■ Required action
Repeat each entry as written, dropping any picture you find.

Image-grounded pointing data:
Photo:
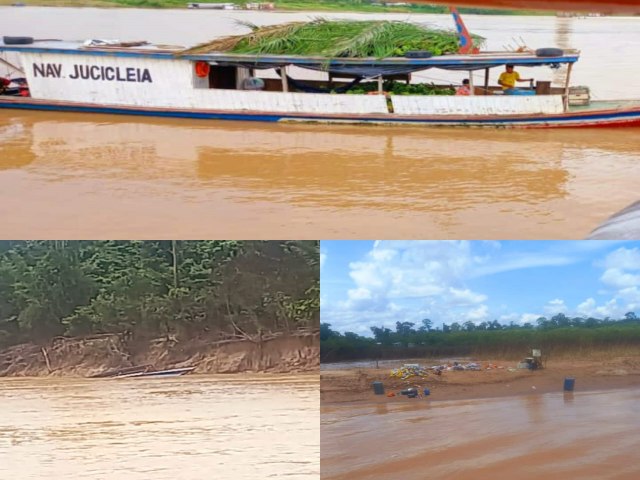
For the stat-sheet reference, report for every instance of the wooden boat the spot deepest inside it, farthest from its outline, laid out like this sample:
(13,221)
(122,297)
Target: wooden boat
(138,78)
(174,372)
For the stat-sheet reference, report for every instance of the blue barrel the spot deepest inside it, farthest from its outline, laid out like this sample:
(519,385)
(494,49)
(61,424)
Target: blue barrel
(568,384)
(378,388)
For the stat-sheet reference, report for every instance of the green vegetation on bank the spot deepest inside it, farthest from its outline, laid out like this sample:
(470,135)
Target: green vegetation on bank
(557,335)
(363,6)
(145,289)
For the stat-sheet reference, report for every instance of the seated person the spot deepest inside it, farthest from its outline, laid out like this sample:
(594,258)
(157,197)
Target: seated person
(464,89)
(20,86)
(4,84)
(253,83)
(509,77)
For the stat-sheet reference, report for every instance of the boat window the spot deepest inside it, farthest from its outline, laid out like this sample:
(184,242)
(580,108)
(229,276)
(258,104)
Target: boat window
(223,77)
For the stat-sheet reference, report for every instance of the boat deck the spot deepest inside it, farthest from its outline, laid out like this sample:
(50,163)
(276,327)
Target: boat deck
(143,49)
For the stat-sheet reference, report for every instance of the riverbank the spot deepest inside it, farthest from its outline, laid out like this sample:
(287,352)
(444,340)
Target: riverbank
(594,373)
(281,5)
(87,356)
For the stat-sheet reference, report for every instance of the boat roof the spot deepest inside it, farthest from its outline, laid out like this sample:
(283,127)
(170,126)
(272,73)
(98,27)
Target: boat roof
(447,62)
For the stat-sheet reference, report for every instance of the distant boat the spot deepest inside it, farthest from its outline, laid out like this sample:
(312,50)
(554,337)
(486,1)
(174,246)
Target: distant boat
(174,372)
(214,6)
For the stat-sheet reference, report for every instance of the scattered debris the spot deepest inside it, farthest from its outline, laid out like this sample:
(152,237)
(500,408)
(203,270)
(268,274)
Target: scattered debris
(409,370)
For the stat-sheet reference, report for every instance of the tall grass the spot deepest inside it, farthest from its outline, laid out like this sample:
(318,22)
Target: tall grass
(337,38)
(570,342)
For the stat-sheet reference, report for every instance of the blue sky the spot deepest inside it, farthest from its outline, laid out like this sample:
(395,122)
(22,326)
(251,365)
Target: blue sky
(375,283)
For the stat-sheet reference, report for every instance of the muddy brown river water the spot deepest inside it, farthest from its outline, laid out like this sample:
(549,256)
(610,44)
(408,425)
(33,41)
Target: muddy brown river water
(100,176)
(587,436)
(193,428)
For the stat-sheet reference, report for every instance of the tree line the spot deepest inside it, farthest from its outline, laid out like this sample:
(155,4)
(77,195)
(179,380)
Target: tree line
(225,289)
(558,334)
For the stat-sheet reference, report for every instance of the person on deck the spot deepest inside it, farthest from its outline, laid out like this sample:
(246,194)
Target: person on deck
(4,84)
(509,77)
(464,89)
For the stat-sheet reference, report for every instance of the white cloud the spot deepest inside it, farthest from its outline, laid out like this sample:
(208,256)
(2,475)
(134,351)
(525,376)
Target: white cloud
(555,306)
(619,279)
(529,318)
(465,296)
(623,259)
(478,315)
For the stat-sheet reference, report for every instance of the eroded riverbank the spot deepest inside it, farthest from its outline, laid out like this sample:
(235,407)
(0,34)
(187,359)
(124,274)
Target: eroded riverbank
(86,356)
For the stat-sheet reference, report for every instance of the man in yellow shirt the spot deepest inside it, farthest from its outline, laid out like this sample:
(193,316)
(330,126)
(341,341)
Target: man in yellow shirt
(509,78)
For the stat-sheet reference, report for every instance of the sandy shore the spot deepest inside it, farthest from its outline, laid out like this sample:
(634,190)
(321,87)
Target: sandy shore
(353,385)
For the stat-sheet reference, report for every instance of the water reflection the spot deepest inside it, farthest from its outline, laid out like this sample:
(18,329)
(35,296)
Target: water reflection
(353,180)
(526,438)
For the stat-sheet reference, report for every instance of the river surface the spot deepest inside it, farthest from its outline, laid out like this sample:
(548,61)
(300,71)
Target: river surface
(198,427)
(102,176)
(590,436)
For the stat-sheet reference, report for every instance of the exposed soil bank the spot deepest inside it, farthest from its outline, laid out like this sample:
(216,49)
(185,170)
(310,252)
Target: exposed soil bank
(92,355)
(591,374)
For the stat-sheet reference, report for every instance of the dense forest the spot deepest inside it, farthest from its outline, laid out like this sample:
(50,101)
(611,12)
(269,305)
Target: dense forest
(146,289)
(556,335)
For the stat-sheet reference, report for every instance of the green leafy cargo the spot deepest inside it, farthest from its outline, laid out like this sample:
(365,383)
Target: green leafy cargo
(338,39)
(396,88)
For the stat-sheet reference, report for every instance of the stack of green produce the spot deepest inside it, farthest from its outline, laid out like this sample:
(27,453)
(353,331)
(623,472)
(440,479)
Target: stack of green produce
(337,39)
(397,88)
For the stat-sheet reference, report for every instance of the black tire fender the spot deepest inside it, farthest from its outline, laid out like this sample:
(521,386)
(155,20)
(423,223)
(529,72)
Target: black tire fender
(549,52)
(17,40)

■ Output for this task
Photo:
For the stat-sheet reference, report for every instance of the wooden boat the spot deepest inside it, farthest from its outline, laid out like this sample:
(13,221)
(122,297)
Target: wooden boat
(138,78)
(174,372)
For the stat-sheet reference, report for every instance of the blue barrel the spot deepest inside it, farthest from its outline, laid out like this sample:
(519,385)
(494,49)
(61,424)
Target: blue barrel
(568,384)
(378,388)
For the stat-sheet reference, report for every instance of the green vegetation on bank the spot deepest inside it, farthest from its outline, laid out like this sample:
(470,135)
Target: green vegetation on bank
(557,335)
(363,6)
(145,289)
For the stat-sheet reference, report for every instance of the seated person the spot deepest inside it, farthest from its outline, laid out like this sample:
(594,258)
(157,197)
Target: seated person
(464,89)
(20,86)
(4,84)
(253,83)
(509,77)
For the stat-sheet reference, report for every instance of the boat window the spot deepest inside it, farthest from its outline, laid out like this sample:
(184,242)
(580,108)
(229,276)
(258,104)
Target: boat window
(223,77)
For the stat-sheet reference, report for every instance of the boat deck the spot deepest inside it, farthest from its outline, laid out like this sample:
(50,163)
(276,327)
Target: boat deck
(143,49)
For the stat-sheet reference, report for every instance of the riverbank the spot deepest inside it, farthest from its outline, laid out like this sample:
(287,352)
(444,340)
Target: riverbank
(594,373)
(281,5)
(87,356)
For the stat-sheet reference, report for every instance of the boat roof the spot deepest inside it, farthest from its outline, laid out like this sample:
(283,127)
(170,126)
(272,73)
(98,27)
Target: boat roof
(447,62)
For the stat-sheet reference, report for every instance of the distant boat the spot deepest inside it, farthest from its outline, laid out like this sample:
(312,50)
(554,337)
(486,1)
(174,246)
Target: distant boat
(174,372)
(214,6)
For the stat-sheet reference, report for every instance of the scattered debris the spot deepest inside it, farthest from its outline, laid out like this sample:
(152,237)
(500,408)
(203,270)
(268,274)
Target: scattered debris
(409,370)
For the stat-sheet reference, report for every instance of the tall grass the spot deepest inside it, farthest from its outline, laid out like this sample:
(318,22)
Target: tall grass
(337,38)
(570,342)
For the stat-sheet reference, report for every instance of the blue sky the spot deepest inside it, farthest from its outline, laid out like this sample:
(395,122)
(22,326)
(251,365)
Target: blue sky
(375,283)
For the stat-sheet reference, report for every instance of the muddy brown river water the spot deepest inside it, farthest from its outline, laid out like this sample:
(549,256)
(610,44)
(408,425)
(33,41)
Target: muddy brown river water
(100,176)
(587,436)
(193,428)
For the stat-sheet reference, report for every instance of the tree line the spot deepest inside it, farthest from its outline, laid out like this sample:
(155,4)
(77,195)
(179,380)
Target: tree line
(225,289)
(558,334)
For the stat-sheet reference, report for every instance of the person on deck the spot deepest inside it, farthest from its outline, laid out like this sample:
(246,194)
Target: person on deck
(4,84)
(509,77)
(464,89)
For the stat-sheet reference, report for every instance of the white cloud the spot deepest inside it, farthest from its outline, laid out like this sample:
(208,256)
(2,475)
(134,351)
(525,376)
Target: white cloud
(555,306)
(619,279)
(529,318)
(465,296)
(623,259)
(478,315)
For the stat-sheet reference, report for every instance of the eroded riverbank the spot deepest inside it, farthest from its outline, laid out like this sample:
(235,407)
(0,34)
(187,359)
(124,274)
Target: eroded riverbank
(86,356)
For the stat-sheet reference, report for every instance of the man in yellow shirt the spot deepest inside it, farthest from its outline, laid out like this sample:
(193,316)
(330,126)
(341,341)
Target: man in yellow shirt
(509,78)
For the stat-sheet reference, report for every instance of the sandy shore the spot deepest inside it, farthest from its outline, laid out like this sample:
(634,190)
(321,87)
Target: sandy shore
(353,385)
For the stat-sheet reference, report for every instance of the water reflection the spot deepest inside it, farthest from its outline, laid out like this sample:
(18,329)
(35,296)
Target: water reflection
(353,180)
(526,438)
For the stat-sheet reference, report for every instance of the river surface the spot deepest inside it, farthest from its outline, laid out like this sample:
(548,61)
(300,71)
Target: river surface
(198,427)
(102,176)
(590,436)
For the stat-sheet reference, report for every instance of the exposed soil bank the spot deepest inside it, farthest from its outline, laid out like this sample:
(216,49)
(185,170)
(310,252)
Target: exposed soil bank
(92,355)
(591,374)
For the stat-sheet reference, report for every instance of the dense forest the spot deepest inside it, farthest from its outline, laid out like this sample:
(50,101)
(611,12)
(269,305)
Target: dense forest
(146,289)
(556,335)
For the stat-sheet reference, report for every instance of the green leafy cargo the spot deepest inside it, farthest from its outline, laid out like this sample:
(365,383)
Target: green leafy cargo
(338,39)
(396,88)
For the stat-sheet reference, report for every instance of the stack of green produce the spot deepest inside it, farthest from its outline, laid out like this sample:
(27,453)
(353,331)
(623,472)
(440,479)
Target: stack of green produce
(337,39)
(397,88)
For the stat-sheet reference, report for every instance of the black tire fender the spot deepest inside it, farthest from its outline, laid out like this sample:
(521,386)
(155,20)
(423,223)
(529,72)
Target: black tire fender
(549,52)
(17,40)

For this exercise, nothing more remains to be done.